**Zu erledigen:**
1) Warum stellt SlaterB im Textauszug zum Etikettendruck anheim, die 20 einzeiligen Template-Aufrufe einzeln aufzuführen? Antworte in ein bis drei Sätzen.
2) Beantworte anhand des Textauszugs zum Etikettendruck:
(a) Welche Anordnung von Labels auf einer DIN-A4-Seite nennt die Frage als Beispiel?
(b) Mit welcher Zeile wird laut SlaterB ein Template aufgerufen?
(c) Wie oft soll bei der alternativen Lösung ein Template für eine Zeile aufgerufen werden, und wie viele Aufrufe stehen darin?
3) Knüpfe an das Ende des Textauszugs zum Etikettendruck an und schreibe ihn weiter.
══ Textauszug
Aber wie mache ich das, um auf jedem Label (zB.: 4x5 Labels auf DINA4 Seite) einen Ausdruck eines Wertes zu erhalten?


----------



## SlaterB (29. Mai 2007)

mache dir außen eine Tabelle mit 4 oder 5 Spalten, je nachdem was du meinst,
für jede Zelle rufst du dann ein Template,
diese 20 einzeiligen Aufrufe kannst du gerne einzeln aufführen,
<xsl:call-template name="xy"/>
weiß grad nicht, ob es da feste Schleife gibt, sicherlich auch

oder 4x ein Template für eine Zeile aufrufen und darin 5 Aufrufe für die Spalten

-------

in dem Zellentemplate gestaltest du eine Zelle mit den Daten der Vorlage


----------



## SnooP (29. Mai 2007)
════
══ Auszüge der Einträge
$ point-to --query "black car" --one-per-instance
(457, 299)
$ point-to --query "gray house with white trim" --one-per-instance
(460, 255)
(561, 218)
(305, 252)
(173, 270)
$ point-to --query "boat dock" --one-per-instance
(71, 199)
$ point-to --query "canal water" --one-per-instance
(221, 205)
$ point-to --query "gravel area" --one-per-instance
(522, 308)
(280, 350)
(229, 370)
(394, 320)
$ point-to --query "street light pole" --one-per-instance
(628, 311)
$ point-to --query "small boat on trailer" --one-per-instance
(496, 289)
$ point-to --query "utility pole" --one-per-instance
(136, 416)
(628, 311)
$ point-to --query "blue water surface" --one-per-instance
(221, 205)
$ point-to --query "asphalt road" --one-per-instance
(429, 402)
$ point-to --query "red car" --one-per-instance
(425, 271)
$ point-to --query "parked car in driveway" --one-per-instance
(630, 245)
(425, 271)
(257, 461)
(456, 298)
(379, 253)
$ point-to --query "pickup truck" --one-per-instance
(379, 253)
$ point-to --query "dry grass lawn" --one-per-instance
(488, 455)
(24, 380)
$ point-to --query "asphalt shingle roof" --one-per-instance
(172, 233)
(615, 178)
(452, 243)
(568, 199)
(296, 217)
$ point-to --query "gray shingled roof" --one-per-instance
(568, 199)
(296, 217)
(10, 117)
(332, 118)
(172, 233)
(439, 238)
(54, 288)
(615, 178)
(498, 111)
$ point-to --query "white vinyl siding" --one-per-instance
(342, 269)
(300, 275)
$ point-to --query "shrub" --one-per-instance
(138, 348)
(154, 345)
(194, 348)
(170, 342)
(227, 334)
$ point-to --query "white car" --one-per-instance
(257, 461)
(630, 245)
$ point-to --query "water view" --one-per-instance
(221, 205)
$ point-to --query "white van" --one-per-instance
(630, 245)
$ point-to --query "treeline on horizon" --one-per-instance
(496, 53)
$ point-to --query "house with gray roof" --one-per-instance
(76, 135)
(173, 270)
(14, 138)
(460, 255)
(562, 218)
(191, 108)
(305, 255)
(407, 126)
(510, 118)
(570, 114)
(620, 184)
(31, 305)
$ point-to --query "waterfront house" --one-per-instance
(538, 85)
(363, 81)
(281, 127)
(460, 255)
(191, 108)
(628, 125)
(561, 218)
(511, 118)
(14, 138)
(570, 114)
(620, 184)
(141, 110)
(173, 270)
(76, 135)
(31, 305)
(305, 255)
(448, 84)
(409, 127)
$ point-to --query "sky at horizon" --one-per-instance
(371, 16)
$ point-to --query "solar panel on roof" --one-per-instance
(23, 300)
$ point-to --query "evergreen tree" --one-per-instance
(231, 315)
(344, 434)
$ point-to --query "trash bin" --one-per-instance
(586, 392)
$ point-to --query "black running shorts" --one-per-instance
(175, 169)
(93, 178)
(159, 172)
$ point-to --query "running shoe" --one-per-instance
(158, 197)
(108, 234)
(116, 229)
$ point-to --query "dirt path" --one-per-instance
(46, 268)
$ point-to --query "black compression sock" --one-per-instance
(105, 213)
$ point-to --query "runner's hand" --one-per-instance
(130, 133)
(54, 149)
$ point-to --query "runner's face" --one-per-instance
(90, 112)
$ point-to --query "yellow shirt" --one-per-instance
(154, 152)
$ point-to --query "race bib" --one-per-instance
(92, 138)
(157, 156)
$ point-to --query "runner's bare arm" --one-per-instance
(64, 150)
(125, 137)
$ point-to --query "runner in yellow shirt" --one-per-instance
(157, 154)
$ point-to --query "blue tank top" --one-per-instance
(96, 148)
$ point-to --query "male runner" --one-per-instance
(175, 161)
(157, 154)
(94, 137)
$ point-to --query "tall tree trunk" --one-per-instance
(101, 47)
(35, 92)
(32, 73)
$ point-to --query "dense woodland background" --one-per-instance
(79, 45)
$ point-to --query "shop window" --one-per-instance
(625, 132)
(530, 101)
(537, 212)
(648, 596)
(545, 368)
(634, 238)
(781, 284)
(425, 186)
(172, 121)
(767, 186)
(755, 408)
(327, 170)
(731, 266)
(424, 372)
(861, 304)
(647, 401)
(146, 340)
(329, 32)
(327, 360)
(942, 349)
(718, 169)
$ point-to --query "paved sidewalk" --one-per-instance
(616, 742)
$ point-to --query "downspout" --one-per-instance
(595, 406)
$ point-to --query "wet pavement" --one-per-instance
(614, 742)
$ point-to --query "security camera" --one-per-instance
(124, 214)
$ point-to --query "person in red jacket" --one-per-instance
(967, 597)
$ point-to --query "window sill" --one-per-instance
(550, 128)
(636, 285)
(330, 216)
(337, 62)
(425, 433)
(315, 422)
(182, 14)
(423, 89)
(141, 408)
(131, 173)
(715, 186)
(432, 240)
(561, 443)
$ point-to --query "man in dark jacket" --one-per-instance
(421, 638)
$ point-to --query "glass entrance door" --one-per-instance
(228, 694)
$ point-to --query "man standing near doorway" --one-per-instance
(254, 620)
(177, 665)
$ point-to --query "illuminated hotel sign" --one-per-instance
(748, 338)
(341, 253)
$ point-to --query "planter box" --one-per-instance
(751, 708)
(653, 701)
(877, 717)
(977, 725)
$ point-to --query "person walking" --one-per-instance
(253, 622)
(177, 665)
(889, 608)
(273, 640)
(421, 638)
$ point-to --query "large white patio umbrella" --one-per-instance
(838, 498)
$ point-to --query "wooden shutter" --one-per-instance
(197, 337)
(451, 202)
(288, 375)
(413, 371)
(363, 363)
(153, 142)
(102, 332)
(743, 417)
════
**Antworten je Aufgabe:**
1) SlaterB weiß gerade nicht, ob es dafür eine feste Schleife gibt. Deshalb schlägt er vor, die 20 einzeiligen Aufrufe einzeln aufzuführen, auch wenn er vermutet, dass eine Schleife sicherlich existiert.

2)
(a) 4x5 Labels auf einer DIN-A4-Seite.
(b) <xsl:call-template name="xy"/>
(c) Das Template für eine Zeile wird 4-mal aufgerufen, und darin stehen 5 Aufrufe für die Spalten.

3)
Wenn du mit dem XSLT nicht so ganz klar kommst... - so wie ich, weil keine Lust zu lernen *g* - dann kannst du stattdessen auch Velocity verwenden und damit transformieren... das läuft imperativer 

Aber richtiger Ansatz wäre schonmal das ganze in eine Tabelle zu gießen, weil man dann die Zellenhöhen verwenden kann und nix selber rechnen muss... ansonsten musst du natürlich schlicht in jedem Schleifendurchlauf neben dem zu druckenden Text entweder left oder top verändern oder auch beides.


----------



## manni (29. Mai 2007)

erstmal danke für die Tipps - aber ich habe schon mal Installationsprobleme, um ein einfaches Beispiel zum Laufen zu bringen.

Verwende Tomcat 5.x, und FOP 0.20.5. Dort programmiere ich an einer JSP Weblösung.
Ich verwende Eclipse.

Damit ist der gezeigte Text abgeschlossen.